[start of GIVEN PASSAGE]

The pursuit of these hand delivered profits is called ‘rent seeking’. The danger of this pursuit is a central premise to classical economics. Unfortunately it is rarely discussed.
Those in the know understand that there is no alternative to land – we need somewhere to have a roof over our heads. Similarly, there is no alternative to water, thus the neo-liberal drive to privatise it. Oil has few alternatives and so can also demand high prices because of its’ monopoly rights as the cog in the middle of what should be called ‘monopoly capitalism’.
So how does this relate to us in this day and age? Much is revealed by visiting a ‘Tax Minimisation for Lawyers’ seminar. One can hear how the top end of town engages in ‘asset protection’, a euphemism for tax dodging. Few from the working classes have knowledge of this modern technique for passing the buck.
At this seminar one will hear how over the last decade cash has returned 6%, international shares 8% and Australian shares 10 – 12%. Then the bell tolls and the crowd is told that land has delivered 15.5% over the last ten years. The biggest return with the least risk.
Those in the know, know.
Prime Minister Rudd has promised a discount on first home savings, giving buyers additional purchasing power. Like the First Home Owners Grant, when the marketplace gains additional purchasing power, such policies end up fluffing the pillows of the wealthiest people in Australia, the landed gentry.

[end of GIVEN PASSAGE]
[start of EXCERPTED DATA]

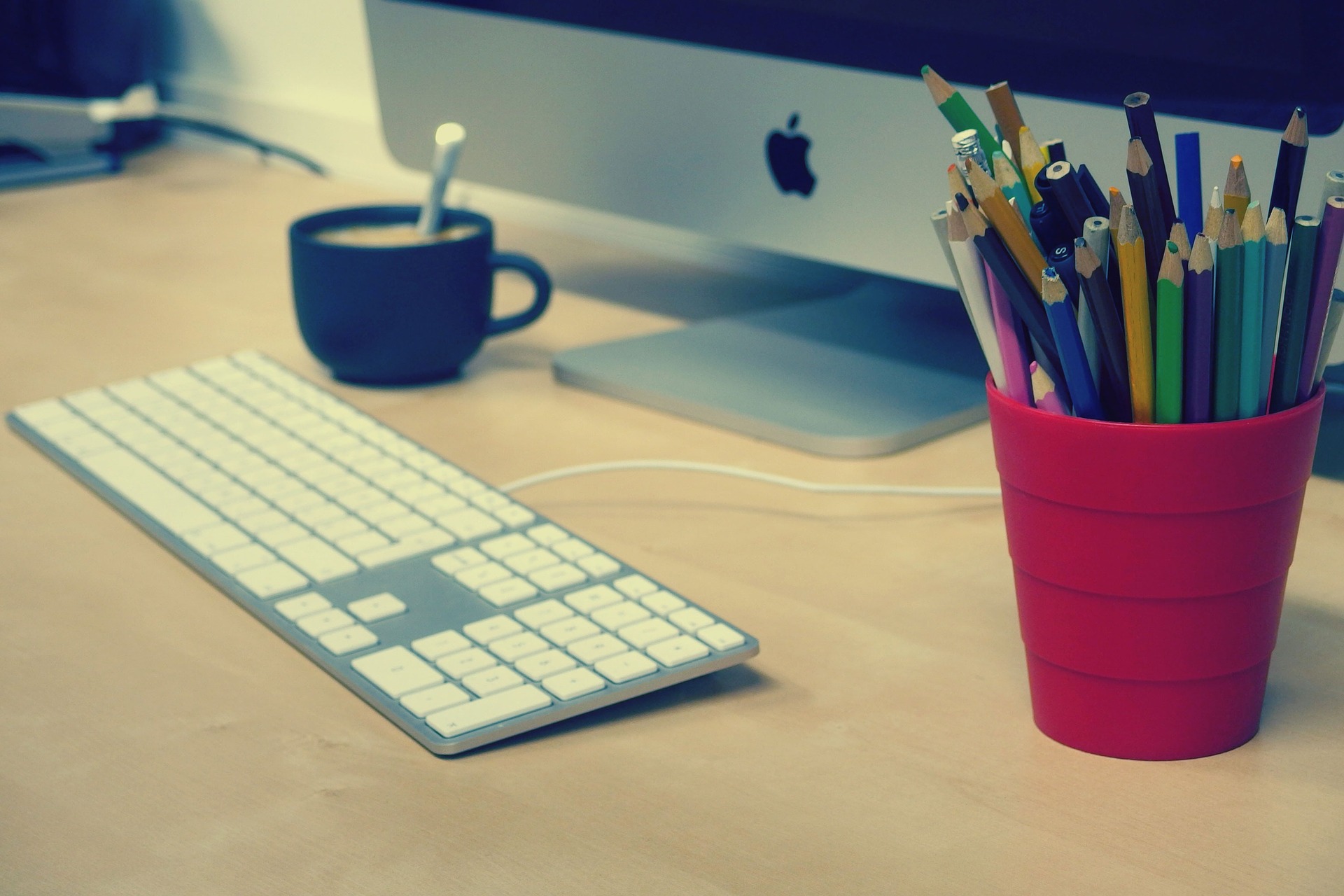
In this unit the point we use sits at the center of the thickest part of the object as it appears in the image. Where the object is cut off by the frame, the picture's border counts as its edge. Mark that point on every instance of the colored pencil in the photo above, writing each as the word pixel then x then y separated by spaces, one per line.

[end of EXCERPTED DATA]
[start of EXCERPTED DATA]

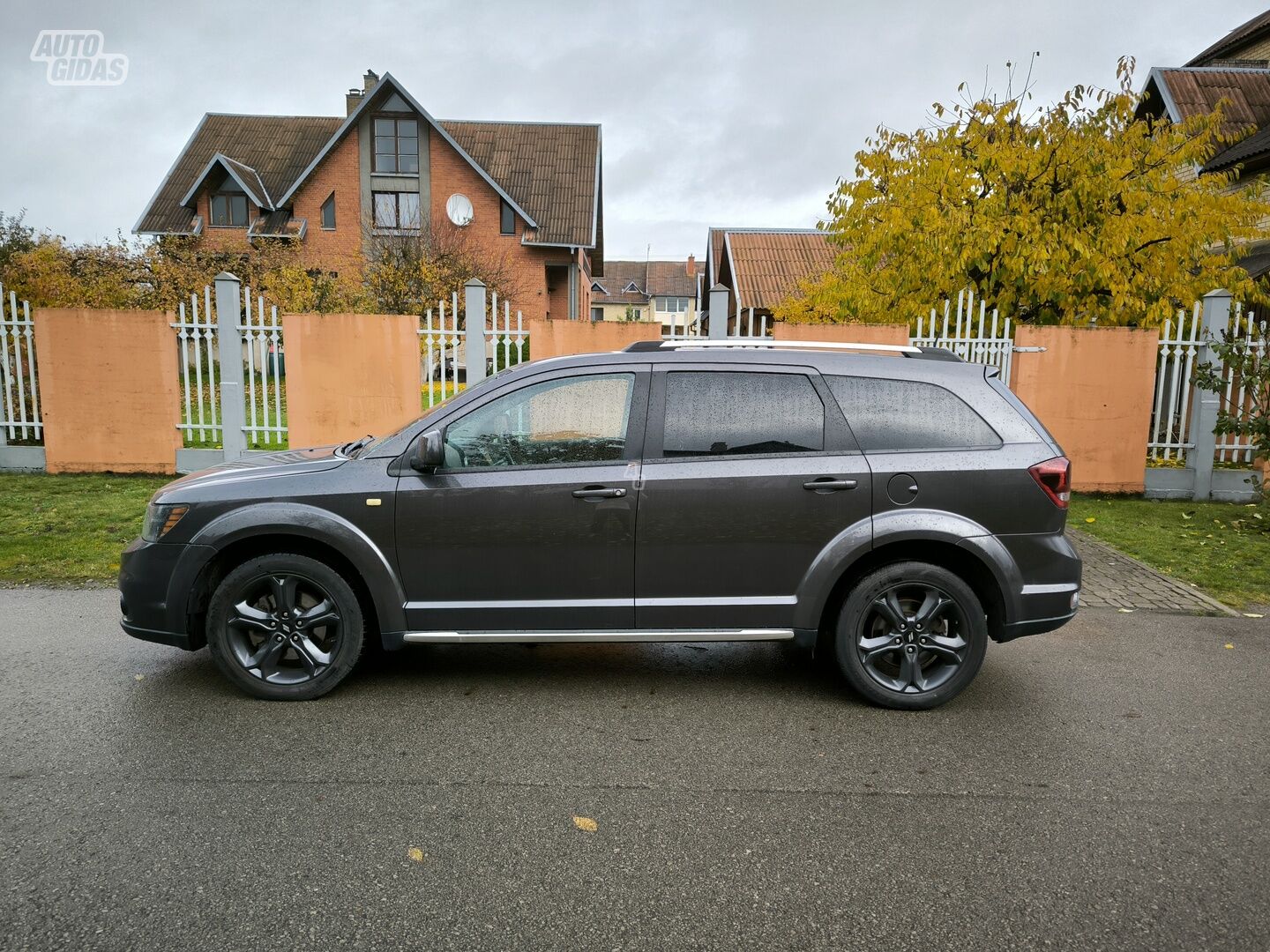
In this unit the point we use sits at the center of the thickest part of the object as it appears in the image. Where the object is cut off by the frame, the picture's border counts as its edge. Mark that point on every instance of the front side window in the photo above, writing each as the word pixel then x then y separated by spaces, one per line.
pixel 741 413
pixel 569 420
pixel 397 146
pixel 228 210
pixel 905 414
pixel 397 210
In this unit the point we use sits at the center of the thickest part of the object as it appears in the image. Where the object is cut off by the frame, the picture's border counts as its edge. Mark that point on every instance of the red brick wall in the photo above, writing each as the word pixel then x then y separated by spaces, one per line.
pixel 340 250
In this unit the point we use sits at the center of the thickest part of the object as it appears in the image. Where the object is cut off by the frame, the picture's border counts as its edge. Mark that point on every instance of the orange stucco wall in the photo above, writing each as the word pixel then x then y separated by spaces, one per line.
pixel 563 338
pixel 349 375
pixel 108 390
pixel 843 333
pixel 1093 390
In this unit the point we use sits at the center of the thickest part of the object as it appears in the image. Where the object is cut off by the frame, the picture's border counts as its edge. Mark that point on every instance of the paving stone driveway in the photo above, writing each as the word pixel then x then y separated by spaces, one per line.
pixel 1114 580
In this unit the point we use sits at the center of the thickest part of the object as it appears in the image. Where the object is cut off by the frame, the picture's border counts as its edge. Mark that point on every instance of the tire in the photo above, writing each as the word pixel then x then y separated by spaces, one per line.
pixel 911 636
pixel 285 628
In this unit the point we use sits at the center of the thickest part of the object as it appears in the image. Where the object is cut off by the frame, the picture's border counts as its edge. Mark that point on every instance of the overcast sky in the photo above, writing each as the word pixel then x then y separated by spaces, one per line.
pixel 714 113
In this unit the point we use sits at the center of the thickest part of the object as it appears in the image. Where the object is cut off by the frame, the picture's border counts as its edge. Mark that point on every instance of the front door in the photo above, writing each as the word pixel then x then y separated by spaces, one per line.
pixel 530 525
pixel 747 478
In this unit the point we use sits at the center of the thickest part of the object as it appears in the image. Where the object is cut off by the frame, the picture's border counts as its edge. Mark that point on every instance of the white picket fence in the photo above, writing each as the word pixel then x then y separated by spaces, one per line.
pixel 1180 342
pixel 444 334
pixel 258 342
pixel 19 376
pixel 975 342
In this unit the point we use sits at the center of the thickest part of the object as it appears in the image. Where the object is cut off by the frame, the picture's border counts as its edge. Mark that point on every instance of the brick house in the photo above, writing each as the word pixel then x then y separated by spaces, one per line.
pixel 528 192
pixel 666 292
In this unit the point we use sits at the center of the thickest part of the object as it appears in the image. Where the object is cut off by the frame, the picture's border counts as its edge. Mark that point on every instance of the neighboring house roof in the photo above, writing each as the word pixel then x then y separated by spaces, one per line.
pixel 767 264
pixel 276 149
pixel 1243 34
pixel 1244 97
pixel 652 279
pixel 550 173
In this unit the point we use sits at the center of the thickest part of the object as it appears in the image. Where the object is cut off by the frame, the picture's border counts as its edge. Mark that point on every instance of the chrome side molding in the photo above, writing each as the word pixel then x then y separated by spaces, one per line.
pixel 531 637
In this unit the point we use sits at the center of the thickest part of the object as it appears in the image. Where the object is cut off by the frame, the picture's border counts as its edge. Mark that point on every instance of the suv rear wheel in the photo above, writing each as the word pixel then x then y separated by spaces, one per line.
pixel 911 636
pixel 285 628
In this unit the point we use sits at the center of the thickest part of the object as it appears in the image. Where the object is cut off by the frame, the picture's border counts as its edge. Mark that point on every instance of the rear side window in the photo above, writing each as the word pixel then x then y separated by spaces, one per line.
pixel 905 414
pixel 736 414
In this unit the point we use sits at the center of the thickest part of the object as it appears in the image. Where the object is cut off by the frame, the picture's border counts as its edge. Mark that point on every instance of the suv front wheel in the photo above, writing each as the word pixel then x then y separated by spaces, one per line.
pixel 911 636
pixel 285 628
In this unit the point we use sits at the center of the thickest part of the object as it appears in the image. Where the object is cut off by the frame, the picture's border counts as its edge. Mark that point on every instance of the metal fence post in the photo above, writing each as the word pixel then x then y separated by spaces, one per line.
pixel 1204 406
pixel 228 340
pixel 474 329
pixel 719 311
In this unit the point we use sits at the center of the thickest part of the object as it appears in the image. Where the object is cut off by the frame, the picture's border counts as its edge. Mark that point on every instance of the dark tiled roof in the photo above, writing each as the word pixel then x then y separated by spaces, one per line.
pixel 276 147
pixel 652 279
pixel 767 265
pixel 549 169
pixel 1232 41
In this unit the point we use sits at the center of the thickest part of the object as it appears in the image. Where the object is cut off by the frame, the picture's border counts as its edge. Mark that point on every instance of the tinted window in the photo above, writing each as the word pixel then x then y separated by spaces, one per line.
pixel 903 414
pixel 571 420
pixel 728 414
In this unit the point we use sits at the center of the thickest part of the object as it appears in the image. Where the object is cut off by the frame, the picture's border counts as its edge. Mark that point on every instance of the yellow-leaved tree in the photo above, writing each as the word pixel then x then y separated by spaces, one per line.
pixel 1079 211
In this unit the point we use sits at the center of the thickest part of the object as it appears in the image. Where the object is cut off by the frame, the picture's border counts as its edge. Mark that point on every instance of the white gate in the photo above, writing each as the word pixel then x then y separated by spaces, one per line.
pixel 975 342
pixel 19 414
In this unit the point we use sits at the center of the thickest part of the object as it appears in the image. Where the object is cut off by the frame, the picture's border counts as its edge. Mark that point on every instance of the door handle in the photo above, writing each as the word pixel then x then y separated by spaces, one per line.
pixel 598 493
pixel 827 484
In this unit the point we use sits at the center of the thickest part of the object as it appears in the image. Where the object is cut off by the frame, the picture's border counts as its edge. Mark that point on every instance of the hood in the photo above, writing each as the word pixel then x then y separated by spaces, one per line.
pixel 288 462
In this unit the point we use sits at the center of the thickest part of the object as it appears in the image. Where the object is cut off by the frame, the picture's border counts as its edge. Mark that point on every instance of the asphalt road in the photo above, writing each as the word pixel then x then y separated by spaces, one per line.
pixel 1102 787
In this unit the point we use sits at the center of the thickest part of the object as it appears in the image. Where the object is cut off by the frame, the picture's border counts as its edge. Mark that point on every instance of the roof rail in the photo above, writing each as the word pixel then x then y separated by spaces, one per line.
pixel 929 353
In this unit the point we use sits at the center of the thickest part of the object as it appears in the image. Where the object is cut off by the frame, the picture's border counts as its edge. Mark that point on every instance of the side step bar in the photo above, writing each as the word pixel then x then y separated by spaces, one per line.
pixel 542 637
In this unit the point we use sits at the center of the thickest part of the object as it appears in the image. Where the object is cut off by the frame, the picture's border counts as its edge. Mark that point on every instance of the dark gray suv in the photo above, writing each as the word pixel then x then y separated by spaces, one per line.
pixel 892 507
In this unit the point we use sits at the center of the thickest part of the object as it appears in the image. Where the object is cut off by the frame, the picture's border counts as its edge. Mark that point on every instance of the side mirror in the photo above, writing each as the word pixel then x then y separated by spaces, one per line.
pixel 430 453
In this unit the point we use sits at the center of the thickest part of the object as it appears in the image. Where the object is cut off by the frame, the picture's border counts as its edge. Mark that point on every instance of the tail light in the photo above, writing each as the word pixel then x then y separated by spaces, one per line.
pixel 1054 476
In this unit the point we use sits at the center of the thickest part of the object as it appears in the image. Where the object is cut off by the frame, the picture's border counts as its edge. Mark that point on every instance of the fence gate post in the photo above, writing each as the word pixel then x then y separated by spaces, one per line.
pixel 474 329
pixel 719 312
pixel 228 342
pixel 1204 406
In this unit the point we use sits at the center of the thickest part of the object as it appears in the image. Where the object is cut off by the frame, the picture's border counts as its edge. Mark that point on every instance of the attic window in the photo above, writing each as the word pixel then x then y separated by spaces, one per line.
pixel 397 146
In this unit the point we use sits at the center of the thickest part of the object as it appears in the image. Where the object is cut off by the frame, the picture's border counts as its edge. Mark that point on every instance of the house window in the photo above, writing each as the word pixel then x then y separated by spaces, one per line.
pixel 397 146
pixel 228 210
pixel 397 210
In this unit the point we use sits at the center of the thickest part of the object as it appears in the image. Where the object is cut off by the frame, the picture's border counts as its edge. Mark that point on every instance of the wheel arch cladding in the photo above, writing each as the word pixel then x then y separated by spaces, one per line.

[end of EXCERPTED DATA]

* _CHALLENGES_
A: In the passage on rent seeking, what return is land said to have delivered over the last ten years?
B: Repeat everything in the rent-seeking passage from "So how does" down to "the least risk.".
C: Pick up the passage on rent seeking and land from the point where it stops, and keep writing.

* _RESULTS FOR THE EXERCISE_
A: 15.5%

B:
So how does this relate to us in this day and age? Much is revealed by visiting a ‘Tax Minimisation for Lawyers’ seminar. One can hear how the top end of town engages in ‘asset protection’, a euphemism for tax dodging. Few from the working classes have knowledge of this modern technique for passing the buck.
At this seminar one will hear how over the last decade cash has returned 6%, international shares 8% and Australian shares 10 – 12%. Then the bell tolls and the crowd is told that land has delivered 15.5% over the last ten years. The biggest return with the least risk.

C:
Similarly, the $500 million dollar infrastructure fund announced by Rudd will make surrounding properties more valuable, enabling owners and developers to sell them for higher prices. Speculators know this and are first in line, outbidding families for property surrounding infrastructure, as they know the returns will be higher.
Taxes paid by working Australians fund the infrastructure, compounding the injustice. With global warming threatening, speculators shouldn’t be encouraged to drive urban sprawl into our green fields.
Will the ALP’s Commonwealth land release assist affordability? The one eyed invisible hand will see speculators hoard the land and drip feed it to the market at just the right level to ensure first home owners are willing to meet their blackmail price.
Contrasting the one-way street of economic analysis, Earthsharing Australia’s I Want to Live Here report found that the much vaunted vacancy rates only include properties presently on the rental market. Thus speculative vacancies held off the market are not included in the ‘official’ vacancy rate. The Real Estate Institute of Victoria published its’ vacancy rate at 0.8% in September . The IW2LH report calculated a genuine vacancy of 11.7%.
Earthsharing conservatively found that during a period of ‘record low vacancies’, 1058 people could live in just one area of Melbourne. Why are vacancies at a record low?
Of the 430 vacant properties found empty, 399 were vacant land allotments. Some had been vacant for over a decade. Holding property empty acts to enforce scarcity, pushing prices up higher. Conveniently for owners, this then raises their borrowing capacity to purchase additional land.
Looking deeper into the affordability issue, the Richard Pratt School of Price Fixing would be impressed with the openness that prices in the land game can be monitored. Both the UDIA Land Supply study and HIA – APM Land Monitor publish Land Price Indices that monitor the supply of vacant land sold to the market. Keeping the profit maximising incentive in mind, the astute investor would monitor these indices to limit supply and maximise profits.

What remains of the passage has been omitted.